Work required: Reproduce every one of the following entries verbatim, changing no word, number, or punctuation mark.
+ + + + +
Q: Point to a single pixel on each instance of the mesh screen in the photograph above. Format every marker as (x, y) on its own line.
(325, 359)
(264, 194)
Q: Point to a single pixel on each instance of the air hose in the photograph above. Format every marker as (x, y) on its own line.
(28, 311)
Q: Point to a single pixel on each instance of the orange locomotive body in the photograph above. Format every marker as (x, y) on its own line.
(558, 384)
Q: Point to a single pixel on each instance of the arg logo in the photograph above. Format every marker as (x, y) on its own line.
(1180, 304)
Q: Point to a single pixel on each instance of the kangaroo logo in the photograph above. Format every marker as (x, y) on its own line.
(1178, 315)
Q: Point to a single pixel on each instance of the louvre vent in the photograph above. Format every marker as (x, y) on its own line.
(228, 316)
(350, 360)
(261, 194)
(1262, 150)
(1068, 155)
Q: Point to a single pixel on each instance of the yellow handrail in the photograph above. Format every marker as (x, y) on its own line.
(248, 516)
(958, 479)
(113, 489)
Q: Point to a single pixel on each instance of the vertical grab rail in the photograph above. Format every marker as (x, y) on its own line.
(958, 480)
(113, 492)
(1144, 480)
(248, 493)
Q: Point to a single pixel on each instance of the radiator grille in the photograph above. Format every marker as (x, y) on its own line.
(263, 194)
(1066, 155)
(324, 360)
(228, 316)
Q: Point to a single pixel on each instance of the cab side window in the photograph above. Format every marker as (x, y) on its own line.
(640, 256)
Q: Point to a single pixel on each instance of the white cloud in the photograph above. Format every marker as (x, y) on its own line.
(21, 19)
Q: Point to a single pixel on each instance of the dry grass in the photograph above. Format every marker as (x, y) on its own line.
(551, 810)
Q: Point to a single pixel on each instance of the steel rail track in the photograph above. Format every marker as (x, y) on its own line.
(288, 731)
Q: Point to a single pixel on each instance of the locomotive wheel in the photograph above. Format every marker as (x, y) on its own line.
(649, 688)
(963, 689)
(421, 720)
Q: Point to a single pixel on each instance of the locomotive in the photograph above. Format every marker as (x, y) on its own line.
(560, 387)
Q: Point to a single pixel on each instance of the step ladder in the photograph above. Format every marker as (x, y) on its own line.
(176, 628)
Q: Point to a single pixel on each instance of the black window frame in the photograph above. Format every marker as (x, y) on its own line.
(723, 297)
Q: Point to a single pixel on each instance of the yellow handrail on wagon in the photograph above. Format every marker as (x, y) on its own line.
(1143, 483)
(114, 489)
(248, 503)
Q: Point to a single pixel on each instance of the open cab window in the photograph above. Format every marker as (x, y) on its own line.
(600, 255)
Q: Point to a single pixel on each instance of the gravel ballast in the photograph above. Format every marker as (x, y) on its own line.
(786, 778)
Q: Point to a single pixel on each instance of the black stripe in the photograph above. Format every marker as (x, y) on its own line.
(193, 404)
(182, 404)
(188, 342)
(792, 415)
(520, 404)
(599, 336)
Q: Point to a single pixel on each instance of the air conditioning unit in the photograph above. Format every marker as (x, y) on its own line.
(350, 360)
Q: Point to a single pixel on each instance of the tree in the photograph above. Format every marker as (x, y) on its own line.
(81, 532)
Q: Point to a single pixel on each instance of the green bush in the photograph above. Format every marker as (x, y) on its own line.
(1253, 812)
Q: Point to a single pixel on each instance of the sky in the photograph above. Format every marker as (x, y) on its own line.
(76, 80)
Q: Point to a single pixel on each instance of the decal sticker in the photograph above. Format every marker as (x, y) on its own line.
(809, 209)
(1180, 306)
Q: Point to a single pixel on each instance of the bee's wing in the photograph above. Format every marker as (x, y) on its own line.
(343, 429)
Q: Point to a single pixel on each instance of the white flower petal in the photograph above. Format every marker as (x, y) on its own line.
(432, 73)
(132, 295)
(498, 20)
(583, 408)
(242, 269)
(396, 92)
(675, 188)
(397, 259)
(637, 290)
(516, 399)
+ + + + +
The solution:
Q: Point to a single pixel on each instance of the mesh screen in the photograph above. Format every marker as (x, y) on its own line.
(325, 359)
(264, 194)
Q: Point to a single pixel on each instance of the air hose in the photograph above. Format every marker as (x, y) on its own line.
(28, 311)
Q: Point to a single pixel on each instance of the orange locomotive body in the photograph above. Format every marker as (x, y) on its own line.
(558, 384)
Q: Point to a single pixel on each instance of the arg logo in the photograph above. Format every marker as (x, y) on its own line.
(1180, 304)
Q: Point to a single pixel on each instance of the kangaroo logo in the photograph above. Format every marker as (x, y) on its own line.
(1178, 315)
Q: Point to a single pixel on each instance of the louvre vent in the photograph above. Format every marker as (x, y) on its own line.
(228, 316)
(350, 360)
(261, 194)
(1262, 150)
(1068, 155)
Q: Point to a single pixel on each instance of the yellow handrail in the photograph above. Format every marker as (x, y) on its own line.
(248, 516)
(958, 479)
(113, 489)
Q: Point to a single pixel on each instance of the vertical grab rail in the photograph above. Format every marker as (x, y) on its own line.
(958, 480)
(113, 492)
(1144, 480)
(248, 493)
Q: Point to a single pixel on each instance of the radiator grille in the photograph above. Format every marker as (x, y) on its own line.
(263, 194)
(1066, 155)
(324, 360)
(228, 316)
Q: Point to a single pixel on each instance of the cab side window in the photograph above. Format every marker as (x, y) on its own line.
(640, 256)
Q: Point to a single pixel on each instance of the white cloud in the photograph above. Format every marker as (x, y) on its own line.
(21, 19)
Q: Point to a single pixel on each instance of the dry grass in the photograph above. Format every marker as (x, y) on its own line.
(551, 810)
Q: Point to a single pixel on each instance of the steel rail track in the photograph above. Format every marker as (x, y) on its own line.
(288, 731)
Q: Point to a single pixel on each instance of the locomotive wheel in the photograph above. Format every marker as (x, y) on its own line.
(649, 688)
(963, 689)
(421, 720)
Q: Point to a single pixel on each instance of the locomotive in the photograph above. Format every marker as (x, y) on its own line.
(560, 387)
Q: Point to a single pixel on each instance of the step ladder in the photograph above. Format every marker as (x, y) on its own line.
(176, 628)
Q: Point to a single pixel on each instance of the black window frame in the photograph above. Format every marker as (x, y) on its own line.
(723, 297)
Q: Point to a single pixel on each instance of the yellow handrail on wagon in the photograph above. Format every marker as (x, y) on its own line.
(1143, 483)
(114, 489)
(248, 503)
Q: Point to a single pixel on each instance of the open cab window in the photograph above. Format every marker as (x, y) on its own line.
(600, 255)
Q: Point to a single pixel on each instance of the gravel ballast in the photograph above. Format every marker as (x, y) on its own line.
(786, 778)
Q: Point to a single pixel on each instance of the black stripe in the photograph above. Format every marker as (x, y) on its own line.
(193, 404)
(182, 404)
(188, 342)
(792, 415)
(520, 404)
(599, 336)
Q: Point to a single pixel on each instance of the air conditioning unit in the photograph above. Format every marker as (x, y) on its own line.
(350, 360)
Q: Point to a single pixel on each instance of the tree in the photograph above. Format every marker as (x, y) on its own line.
(81, 532)
Q: Point to a single pixel on each instance of the green bush in the photograph above. Format every marker as (x, y) on its own line.
(1253, 812)
Q: Point to a single pixel on each instance of the sky in the photograph above. Format every marker as (x, y) on its own line.
(76, 80)
Q: Point to a single pixel on each instance of the decal sticker in the photograph above. Format every marker as (x, y) on its own line.
(809, 209)
(1180, 306)
Q: Point to a single pixel on each instance of the bee's wing in the photograph above. Format every marker as (x, y) on its own line.
(343, 429)
Q: Point to a single pixel on each instance of the white flower petal in the photograph above. Format every marker as (x, y) on its own line.
(432, 73)
(132, 295)
(498, 20)
(583, 408)
(242, 269)
(396, 92)
(675, 188)
(397, 259)
(637, 290)
(516, 399)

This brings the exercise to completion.